#### SELECTED TEXT
◆ ◆ ◆ ◆ ◆

The driver of a car who crashed into another vehicle in July, killing a Wolcott teenager, was going at least 80 mph — 30 mph over the speed limit — and had opioids and anti-anxiety medicine in his bloodstream, police allege.
Colby Costello, 26, of Wolcott pleaded not guilty in Lamoille County Superior Court last Wednesday to a charge of gross negligent driving with death resulting.
On July 20, Costello’s car crashed head-on into a vehicle driven by Dexter Thurston, 19, of Wolcott, killing the teenager.
The collision happened on Route 12 just before 10:49 a.m.
Police, in court documents, said they think Costello was impaired from drugs, was speeding, and was looking down at his cellphone when he crossed the highway’s center line.
A toxicology report received Aug. 3 showed signs of alprazolam, also known as Xanax, an anti-anxiety drug, as well as buprenorphine, also known as Suboxone, in Costello’s blood. Suboxone is an opioid that Costello told police he had taken a few hours prior to the crash.
According to police, Costello’s speedometer locked at the point of contact, and showed he was driving 81-82 mph in the 50-mph zone.
Police also noted that one of the tires on Costello’s car was a studded snow tire, while the other three were all-season.

◆ ◆ ◆ ◆ ◆

#### WORK TO COMPLETE
**1)** In the crash article, what speed did Costello's locked speedometer show?
**2)** Duplicate the stretch of the crash article from "On July 20, Costello’s" through "the 50-mph zone.".
The rows that come next are separate material, unconnected to the crash article.

◆ ◆ ◆ ◆ ◆

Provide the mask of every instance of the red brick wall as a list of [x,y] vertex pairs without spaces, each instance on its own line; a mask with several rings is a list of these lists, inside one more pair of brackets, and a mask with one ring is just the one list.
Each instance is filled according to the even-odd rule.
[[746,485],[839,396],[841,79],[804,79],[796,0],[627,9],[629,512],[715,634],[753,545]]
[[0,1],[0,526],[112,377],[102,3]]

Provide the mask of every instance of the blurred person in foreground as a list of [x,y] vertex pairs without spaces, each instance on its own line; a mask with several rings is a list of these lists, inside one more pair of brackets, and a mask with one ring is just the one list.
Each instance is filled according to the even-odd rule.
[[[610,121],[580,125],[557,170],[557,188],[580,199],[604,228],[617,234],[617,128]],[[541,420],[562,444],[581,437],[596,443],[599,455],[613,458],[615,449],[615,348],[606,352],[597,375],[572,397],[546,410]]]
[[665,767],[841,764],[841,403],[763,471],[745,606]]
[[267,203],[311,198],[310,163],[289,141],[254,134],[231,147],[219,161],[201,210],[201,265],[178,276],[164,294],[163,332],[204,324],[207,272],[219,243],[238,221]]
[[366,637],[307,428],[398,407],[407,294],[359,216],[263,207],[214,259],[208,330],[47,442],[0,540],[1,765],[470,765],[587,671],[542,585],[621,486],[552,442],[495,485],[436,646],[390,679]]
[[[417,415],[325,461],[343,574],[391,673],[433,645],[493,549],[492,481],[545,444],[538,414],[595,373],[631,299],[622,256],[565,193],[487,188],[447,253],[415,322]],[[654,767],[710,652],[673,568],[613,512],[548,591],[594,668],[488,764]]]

◆ ◆ ◆ ◆ ◆

#### RESULTS FOR EACH TASK
**1)** 81-82 mph

**2)**
On July 20, Costello’s car crashed head-on into a vehicle driven by Dexter Thurston, 19, of Wolcott, killing the teenager.
The collision happened on Route 12 just before 10:49 a.m.
Police, in court documents, said they think Costello was impaired from drugs, was speeding, and was looking down at his cellphone when he crossed the highway’s center line.
A toxicology report received Aug. 3 showed signs of alprazolam, also known as Xanax, an anti-anxiety drug, as well as buprenorphine, also known as Suboxone, in Costello’s blood. Suboxone is an opioid that Costello told police he had taken a few hours prior to the crash.
According to police, Costello’s speedometer locked at the point of contact, and showed he was driving 81-82 mph in the 50-mph zone.